* [Your tasks]:
a: In the eHarmony forum thread, what share of applicants does the site say are not suitable for its services?
b: Pick up the forum thread about being rejected by eHarmony from its last line, and write the reply that follows.

* [Selected excerpt]:
┄┄┄┄┄┄┄┄┄┄

# Eharmony tells me I'm not good enough...



## fush6644 (Dec 30, 2010)

So apparently even with many millions of members and a formula to calculate my match, they still can't find anyone for me. That's really reassuring for someone with SA :|


----------



## Harpuia (Apr 10, 2010)

EHarmony are the bullies of online dating. You got off easy, like me. I felt bad about it at first, but then when you do get a match, they just jerk you around by giving you matches that can't return messages to you because they're not paid members. There's a story about it on the OKCupid creator's blog about your chances of finding someone on a site like EHarmony.


----------



## AgentScully (Dec 1, 2010)

EHarmony is super lame.


----------



## JimmyDeansRetartedCousin (Nov 28, 2009)

Don't let an internet algorithm get you down man!

It means _nothing_.


----------



## Dub16 (Feb 28, 2010)

Its just a silly computer programme, screw it


----------



## nothing to fear (Mar 23, 2005)

They pride themselves on their success rates in comparison to other sites so they try their best to keep that up by having a pretty specific criteria and only allowing those who they are positive would have enough in common with others or who would do well with dating.

I've heard they reject those with mood disorders too, or who have had several marriages.
They also reject any looking for same-sex relations, but it's a Christian site so that's not surprising. According to wiki they say 1 out of 5 are not suitable for their services... if you google it you could probably find many pages talking about being rejected by them.


----------



## bsd3355 (Nov 30, 2005)

Here is the thing about stupid-*** personality tests:

While they may indicate your esteem in the present tense, a person's emotions change and so does his/her personality. Really, you may think your sad or happy or both but the truth is that your those things and everything in between with or without noticing it. Personality tests are flawed in that sense.


----------



## fush6644 (Dec 30, 2010)

┄┄┄┄┄┄┄┄┄┄

* [Data extract]:
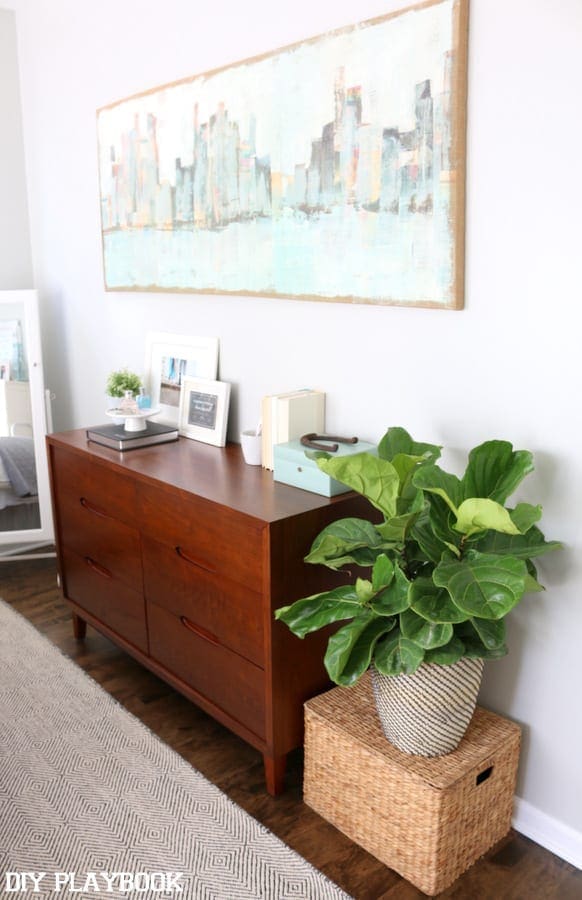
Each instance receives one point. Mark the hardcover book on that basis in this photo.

┄┄┄┄┄┄┄┄┄┄

* [Answers for the exercise]:
a: 1 out of 5.

b:
nothing to fear said:


> They pride themselves on their success rates in comparison to other sites so they try their best to keep that up by having a pretty specific criteria and only allowing those who they are positive would have enough in common with others or who would do well with dating.
> 
> I've heard they reject those with mood disorders too, or who have had several marriages.
> They also reject any looking for same-sex relations, but it's a Christian site so that's not surprising. According to wiki they say 1 out of 5 are not suitable for their services... if you google it you could probably find many pages talking about being rejected by them.


That sounds so horrible it has to be true. And I guess I'm not really that bummed about it just more frustrated at the fact that there goes yet another possible place to search for a SO. I just don't where to look anymore. Internet dating hasn't gone my way (as you can see with my most recent endeavor) but I'm just too anxious in person. :stu


----------



## MattFoley (Dec 5, 2009)

Wait, how do you know that it doesn't mean that you were ranked so highly that they wouldn't have been able to find someone good enough for you?


----------



## HannahG (Aug 31, 2010)

I've gotten the exact response before from eHarmony. It's depressing and makes me a little angry.


----------



## fush6644 (Dec 30, 2010)

becks said:


> Wait, how do you know that it doesn't mean that you were ranked so highly that they wouldn't have been able to find someone good enough for you?


Touche good sir!


----------



## emptybottle2 (Jan 18, 2009)

Use okcupid instead. There are lots of members there who practically take pride in their disorders.


----------



## fush6644 (Dec 30, 2010)

emptybottle2 said:


> Use okcupid instead. There are lots of members there who practically take pride in their disorders.


I just got off my second stint on that site actually. Still not much luck. I did talk to a few people and I actually met this really cute girl for coffee once, but nothing other than that.


----------



## millenniumman75 (Feb 4, 2005)

fush6644 said:


> So apparently even with many millions of members and a formula to calculate my match, they still can't find anyone for me. That's really reassuring for someone with SA :|


OMG - I can't imagine this!
"Dear MM75,

You are not good enough for out patented process, but please accept our free PERSONALITY PROFILE with things you can work on.

Our sincere apologies - Good Luck!
eHarmony.com"


----------



## Classified (Dec 7, 2004)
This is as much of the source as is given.